Saved entries:
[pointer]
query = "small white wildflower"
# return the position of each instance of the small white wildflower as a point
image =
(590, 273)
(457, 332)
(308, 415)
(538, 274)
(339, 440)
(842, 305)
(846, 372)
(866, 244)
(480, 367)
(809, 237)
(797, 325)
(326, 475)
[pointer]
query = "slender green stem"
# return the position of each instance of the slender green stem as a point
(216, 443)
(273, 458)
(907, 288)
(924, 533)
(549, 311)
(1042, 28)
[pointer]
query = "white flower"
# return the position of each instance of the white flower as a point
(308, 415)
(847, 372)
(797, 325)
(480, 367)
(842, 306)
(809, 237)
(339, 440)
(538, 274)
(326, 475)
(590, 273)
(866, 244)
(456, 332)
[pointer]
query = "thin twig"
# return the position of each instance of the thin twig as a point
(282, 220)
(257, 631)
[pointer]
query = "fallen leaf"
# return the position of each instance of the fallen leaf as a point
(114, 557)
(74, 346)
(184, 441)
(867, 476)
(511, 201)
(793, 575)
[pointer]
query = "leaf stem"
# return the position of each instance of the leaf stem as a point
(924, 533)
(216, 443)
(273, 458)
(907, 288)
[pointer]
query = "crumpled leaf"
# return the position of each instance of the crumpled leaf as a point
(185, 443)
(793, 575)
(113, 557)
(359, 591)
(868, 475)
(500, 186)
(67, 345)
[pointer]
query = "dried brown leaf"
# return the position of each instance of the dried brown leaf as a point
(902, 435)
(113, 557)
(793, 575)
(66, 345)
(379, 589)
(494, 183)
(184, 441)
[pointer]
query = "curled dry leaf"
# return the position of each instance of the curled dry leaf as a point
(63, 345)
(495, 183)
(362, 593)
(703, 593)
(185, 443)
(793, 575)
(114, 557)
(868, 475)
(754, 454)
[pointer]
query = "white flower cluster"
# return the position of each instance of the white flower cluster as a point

- [TASK PROMPT]: Rewrite all the records above, switching each "position" to "location" and leaving every other word and line as it is.

- [SOLUTION TO THE PROBLEM]:
[pointer]
query = "small white wildflower"
# return the location of each instance of the small white wildflower as a point
image =
(590, 273)
(457, 332)
(308, 415)
(538, 274)
(339, 440)
(842, 305)
(846, 372)
(866, 244)
(480, 367)
(809, 237)
(797, 325)
(326, 475)
[pointer]
query = "slender green stem"
# return the location of each instance of the slender green stem as a point
(216, 443)
(273, 458)
(907, 288)
(924, 533)
(549, 311)
(1042, 28)
[pointer]
query = "white flower"
# return the location of each instance of the white flower as a point
(308, 415)
(847, 372)
(797, 325)
(480, 367)
(842, 306)
(809, 237)
(339, 440)
(538, 274)
(326, 475)
(590, 273)
(866, 244)
(456, 332)
[pointer]
query = "thin twig"
# return the location of each instance of the thin twig as a point
(282, 220)
(257, 631)
[pointer]
query = "fallen leaf"
# return the location of each instance of the fallen leaf as a point
(114, 557)
(74, 346)
(184, 441)
(867, 476)
(511, 201)
(793, 575)
[pointer]
query = "leaf stem"
# return the location of each instance of the leaf stem as a point
(924, 533)
(216, 443)
(273, 458)
(907, 288)
[pointer]
query = "crumpled leaf"
# return the location of each instance of the crumpled leaf as a point
(185, 443)
(793, 575)
(113, 557)
(359, 591)
(868, 475)
(500, 186)
(67, 345)
[pointer]
query = "dried brown leaf"
# return the location of each instance of the dried brown leaf as a point
(902, 435)
(113, 557)
(793, 575)
(66, 345)
(379, 589)
(494, 183)
(184, 441)
[pointer]
query = "curled dry leaf"
# return the location of each instance of the curled dry leaf as a point
(63, 345)
(495, 183)
(362, 593)
(703, 593)
(185, 443)
(793, 575)
(114, 557)
(868, 475)
(754, 454)
[pointer]
query = "white flower cluster"
# return the location of each instance of the white flower cluster as a point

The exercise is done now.